:: Data to use
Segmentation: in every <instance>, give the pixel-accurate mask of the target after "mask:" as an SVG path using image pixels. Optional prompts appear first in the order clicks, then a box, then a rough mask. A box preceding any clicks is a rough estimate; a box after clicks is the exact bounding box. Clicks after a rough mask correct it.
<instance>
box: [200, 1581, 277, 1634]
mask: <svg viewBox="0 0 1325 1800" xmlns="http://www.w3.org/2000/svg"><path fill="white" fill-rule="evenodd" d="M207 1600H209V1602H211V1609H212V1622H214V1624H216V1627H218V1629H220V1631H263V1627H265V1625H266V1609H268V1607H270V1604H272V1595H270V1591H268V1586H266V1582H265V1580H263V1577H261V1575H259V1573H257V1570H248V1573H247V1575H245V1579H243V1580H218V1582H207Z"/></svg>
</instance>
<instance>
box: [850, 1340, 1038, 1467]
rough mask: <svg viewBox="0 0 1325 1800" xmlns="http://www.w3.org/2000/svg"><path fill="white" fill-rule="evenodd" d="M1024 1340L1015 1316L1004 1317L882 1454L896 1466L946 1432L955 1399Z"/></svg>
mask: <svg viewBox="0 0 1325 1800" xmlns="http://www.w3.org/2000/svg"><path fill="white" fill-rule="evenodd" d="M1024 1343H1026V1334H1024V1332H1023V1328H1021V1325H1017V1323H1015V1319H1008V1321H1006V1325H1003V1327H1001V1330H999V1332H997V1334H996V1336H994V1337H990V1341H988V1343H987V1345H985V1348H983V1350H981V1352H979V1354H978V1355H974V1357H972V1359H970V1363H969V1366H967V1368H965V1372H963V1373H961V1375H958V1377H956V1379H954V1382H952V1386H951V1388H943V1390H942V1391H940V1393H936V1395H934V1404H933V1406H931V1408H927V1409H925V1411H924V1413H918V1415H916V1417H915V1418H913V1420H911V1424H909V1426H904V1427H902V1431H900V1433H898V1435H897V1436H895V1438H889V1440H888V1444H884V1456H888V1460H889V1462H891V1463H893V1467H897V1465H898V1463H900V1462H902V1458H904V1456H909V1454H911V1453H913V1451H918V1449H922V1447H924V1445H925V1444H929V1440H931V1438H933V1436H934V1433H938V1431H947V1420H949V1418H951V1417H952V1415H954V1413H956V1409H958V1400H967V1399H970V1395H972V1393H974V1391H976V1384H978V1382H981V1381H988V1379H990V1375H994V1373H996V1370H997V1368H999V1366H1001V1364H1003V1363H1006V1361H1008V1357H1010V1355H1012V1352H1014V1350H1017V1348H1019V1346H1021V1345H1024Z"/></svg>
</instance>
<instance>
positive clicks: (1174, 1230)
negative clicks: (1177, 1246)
::::
◆ Exercise prompt
Return all of the data above exactly, leaving out no line.

◆ The answer
Segmentation: in every <instance>, give the pixel-accurate mask of the target after "mask:" as an SVG path using image pixels. Optional prompts appear first in the order clicks, then a box, then a rough mask. A box preceding any clicks is a rough estimate; a box after clicks is the exact bounding box. Clicks after a rough mask correct it.
<instance>
box: [200, 1581, 277, 1634]
mask: <svg viewBox="0 0 1325 1800" xmlns="http://www.w3.org/2000/svg"><path fill="white" fill-rule="evenodd" d="M207 1600H209V1602H211V1609H212V1622H214V1624H216V1627H218V1629H220V1631H263V1627H265V1625H266V1609H268V1607H270V1604H272V1595H270V1591H268V1586H266V1582H265V1580H263V1577H261V1575H259V1573H257V1570H248V1573H247V1575H245V1579H243V1580H218V1582H207Z"/></svg>
</instance>
<instance>
box: [850, 1340, 1038, 1467]
rough mask: <svg viewBox="0 0 1325 1800" xmlns="http://www.w3.org/2000/svg"><path fill="white" fill-rule="evenodd" d="M1024 1340L1015 1316L1004 1317L882 1454L896 1466L946 1432L955 1399Z"/></svg>
mask: <svg viewBox="0 0 1325 1800" xmlns="http://www.w3.org/2000/svg"><path fill="white" fill-rule="evenodd" d="M1024 1343H1026V1334H1024V1332H1023V1328H1021V1325H1017V1323H1015V1319H1008V1321H1006V1325H1003V1327H1001V1330H999V1332H997V1334H996V1336H994V1337H990V1341H988V1343H987V1345H985V1348H983V1350H981V1352H979V1354H978V1355H974V1357H972V1359H970V1363H969V1366H967V1368H965V1372H963V1373H961V1375H958V1377H956V1379H954V1382H952V1386H951V1388H943V1390H942V1391H940V1393H936V1395H934V1404H933V1406H931V1408H927V1409H925V1411H924V1413H918V1415H916V1417H915V1418H913V1420H911V1424H909V1426H904V1427H902V1431H900V1433H898V1435H897V1436H895V1438H889V1440H888V1444H884V1456H888V1460H889V1462H891V1463H893V1467H897V1465H898V1463H900V1462H902V1458H904V1456H909V1454H911V1453H913V1451H918V1449H922V1447H924V1445H925V1444H929V1440H931V1438H933V1436H934V1433H938V1431H947V1420H949V1418H951V1417H952V1415H954V1413H956V1409H958V1400H967V1399H970V1395H972V1393H974V1391H976V1384H978V1382H981V1381H988V1379H990V1375H994V1373H996V1370H997V1368H999V1366H1001V1364H1003V1363H1006V1361H1008V1357H1010V1355H1012V1352H1014V1350H1017V1348H1019V1346H1021V1345H1024Z"/></svg>
</instance>
<instance>
positive clicks: (1174, 1230)
negative clicks: (1177, 1246)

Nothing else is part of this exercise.